##### Extract provided

Deferred Action and Medical Care for Migrants
Most recently, President Trump and his administration have announced that the rules regarding deferred action and medical care will be changing. The status quo had been to allow for non-US residents to receive deferred action for deportations in cases of urgent or serious medical care. If immigrants could prove their serious medical requirements, they could receive two-year deferrals on removals. These medical deferrals would allow immigrants to stay in the US and receive the medical care they would otherwise not receive in their home country.
Deferred action would only be considered for approved individuals
However, the deferred action has been changed as letters from US Citizenship and Immigration have said these deferrals would no longer be accepted, meanwhile other government officials have claimed that ICE will now consider any required medical deferrals. Unfortunately, there have been reports of denials sent to those in need of medical care, who otherwise would have qualified for the two-year deferral. The rejection letters claimed that deferred action would only be considered for approved individuals, like those in the military.
Denied deferrals to leave the US within 33 days
There appears to be inconsistency and a lack of clarity regarding the new rules, but those who have been denied deferrals have been told to leave the US within 33 days of the notice. It is vital that not only those who have received these letters but also those who require medical deferrals in the future, speak with an experienced immigration attorney. The most vulnerable group includes migrant children, as children requiring critical care must now leave the country. However, following public outrage regarding the proposed change, the Trump administration has dampened its rhetoric and offering the possibility of backtracking on the new rules.

##########
##### Information shown

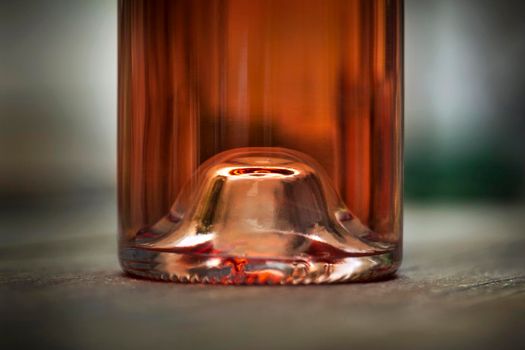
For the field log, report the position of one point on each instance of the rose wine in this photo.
(260, 141)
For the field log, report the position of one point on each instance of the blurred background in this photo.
(464, 119)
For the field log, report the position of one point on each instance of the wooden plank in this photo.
(461, 286)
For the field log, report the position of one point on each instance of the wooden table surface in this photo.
(461, 286)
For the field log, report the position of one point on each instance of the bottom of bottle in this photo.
(209, 269)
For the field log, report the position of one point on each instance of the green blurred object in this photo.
(485, 175)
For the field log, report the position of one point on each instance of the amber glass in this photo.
(314, 85)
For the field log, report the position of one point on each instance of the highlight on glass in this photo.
(260, 142)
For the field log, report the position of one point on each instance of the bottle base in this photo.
(229, 270)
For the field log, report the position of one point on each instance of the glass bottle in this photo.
(260, 142)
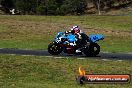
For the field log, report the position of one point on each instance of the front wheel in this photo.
(54, 49)
(92, 50)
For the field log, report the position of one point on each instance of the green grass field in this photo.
(49, 72)
(36, 32)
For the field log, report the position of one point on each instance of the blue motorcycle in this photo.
(87, 44)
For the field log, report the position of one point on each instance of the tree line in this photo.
(55, 7)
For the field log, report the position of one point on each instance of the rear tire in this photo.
(54, 49)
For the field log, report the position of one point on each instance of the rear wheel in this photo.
(54, 49)
(92, 50)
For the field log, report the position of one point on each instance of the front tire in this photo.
(54, 49)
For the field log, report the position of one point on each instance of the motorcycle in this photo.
(62, 43)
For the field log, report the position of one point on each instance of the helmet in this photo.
(75, 29)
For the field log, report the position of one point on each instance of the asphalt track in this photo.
(116, 56)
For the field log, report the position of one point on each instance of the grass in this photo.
(42, 72)
(36, 32)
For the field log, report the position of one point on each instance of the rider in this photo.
(82, 38)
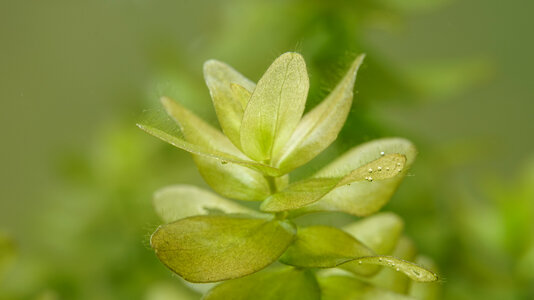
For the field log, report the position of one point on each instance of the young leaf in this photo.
(413, 271)
(215, 248)
(275, 107)
(323, 247)
(362, 198)
(229, 108)
(283, 284)
(176, 202)
(311, 190)
(380, 232)
(390, 278)
(320, 127)
(208, 152)
(342, 287)
(232, 181)
(423, 290)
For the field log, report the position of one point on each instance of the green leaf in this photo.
(283, 284)
(230, 180)
(275, 107)
(320, 127)
(380, 232)
(328, 247)
(228, 106)
(424, 290)
(341, 287)
(323, 247)
(215, 248)
(208, 152)
(176, 202)
(362, 198)
(311, 190)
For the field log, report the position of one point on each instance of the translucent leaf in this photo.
(328, 247)
(241, 94)
(215, 248)
(363, 198)
(423, 290)
(223, 157)
(229, 180)
(323, 247)
(340, 287)
(229, 108)
(320, 127)
(380, 232)
(308, 191)
(390, 278)
(284, 284)
(176, 202)
(275, 107)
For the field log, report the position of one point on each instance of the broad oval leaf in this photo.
(308, 191)
(229, 108)
(229, 180)
(222, 157)
(176, 202)
(275, 107)
(282, 284)
(320, 127)
(323, 247)
(363, 198)
(342, 287)
(215, 248)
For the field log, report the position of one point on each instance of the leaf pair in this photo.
(329, 247)
(263, 121)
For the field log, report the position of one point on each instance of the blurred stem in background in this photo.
(78, 175)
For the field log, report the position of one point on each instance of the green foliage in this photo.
(208, 238)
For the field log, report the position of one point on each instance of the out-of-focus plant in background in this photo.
(77, 176)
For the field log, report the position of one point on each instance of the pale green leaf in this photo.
(390, 278)
(424, 290)
(341, 287)
(380, 232)
(229, 108)
(320, 127)
(275, 107)
(241, 94)
(176, 202)
(323, 247)
(223, 157)
(282, 284)
(363, 198)
(308, 191)
(215, 248)
(413, 271)
(230, 180)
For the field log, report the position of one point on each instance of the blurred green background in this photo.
(77, 175)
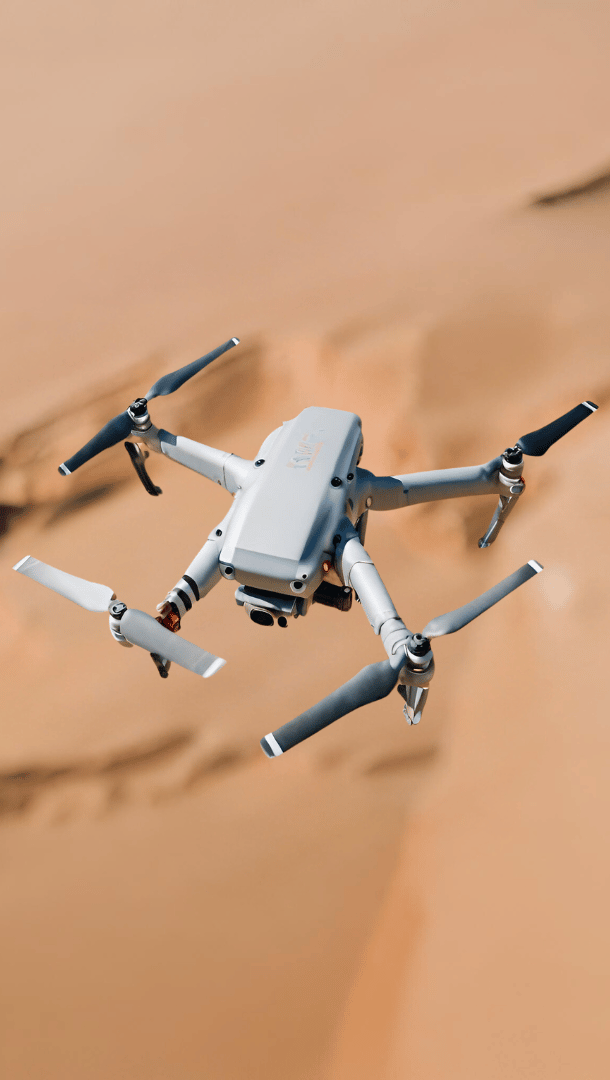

##########

What to work on:
1 – Please duplicate the part of the piece on medical deferrals for migrants that opens with the words containing "Denied deferrals to" and closes with "the new rules.".
2 – Decide whether each statement agrees with the piece on medical deferrals for migrants, answering yes or no and quoting the deciding words:
(a) Under the earlier policy, medical deferrals on removal lasted two years.
(b) People who were denied deferrals were told to leave the US within 60 days.
(c) The rejection letters gave those in the military as an example of approved individuals.
3 – Which group does the piece on medical deferrals for migrants call the most vulnerable?

Responses by item number:
1 –
Denied deferrals to leave the US within 33 days
There appears to be inconsistency and a lack of clarity regarding the new rules, but those who have been denied deferrals have been told to leave the US within 33 days of the notice. It is vital that not only those who have received these letters but also those who require medical deferrals in the future, speak with an experienced immigration attorney. The most vulnerable group includes migrant children, as children requiring critical care must now leave the country. However, following public outrage regarding the proposed change, the Trump administration has dampened its rhetoric and offering the possibility of backtracking on the new rules.

2 –
(a) Yes: "they could receive two-year deferrals on removals"
(b) No: "told to leave the US within 33 days of the notice"
(c) Yes: "like those in the military"

3 – Migrant children.